Task brief:
Repeat what the lines below say, word for word, and skip every image.

=== Begin Enclosure ===

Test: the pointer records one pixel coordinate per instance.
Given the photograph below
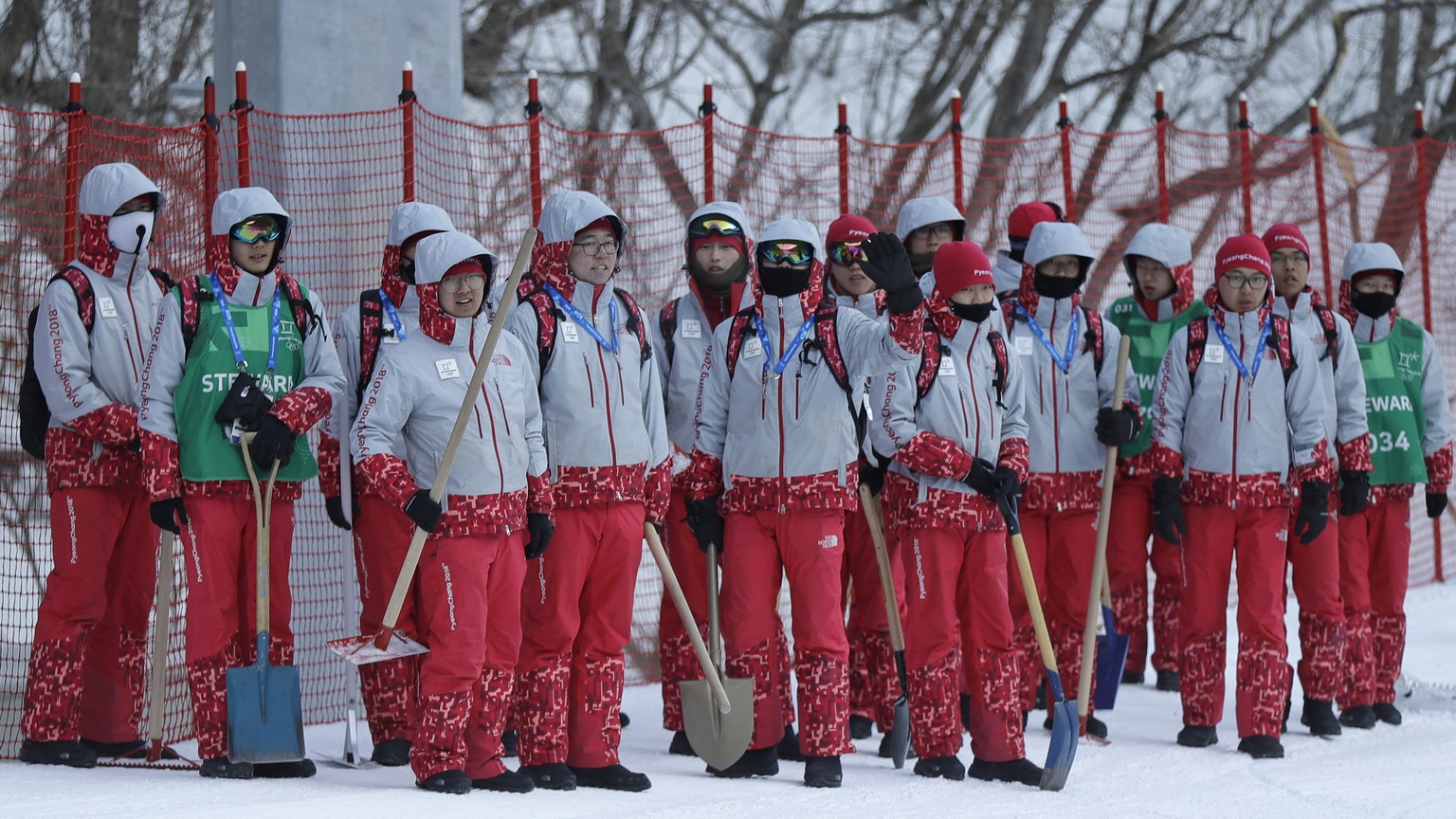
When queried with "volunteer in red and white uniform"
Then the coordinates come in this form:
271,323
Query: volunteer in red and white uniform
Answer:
496,512
1238,428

=== End Enclosure ===

Answer for the task:
Test: the pointer records one pixel coordinate per instance.
Given the photograph below
When queried with "volunteer in red and white uniform"
Then the coordinates come in this form:
271,323
Query: volunteer in red and white uniform
Answer:
496,512
1238,428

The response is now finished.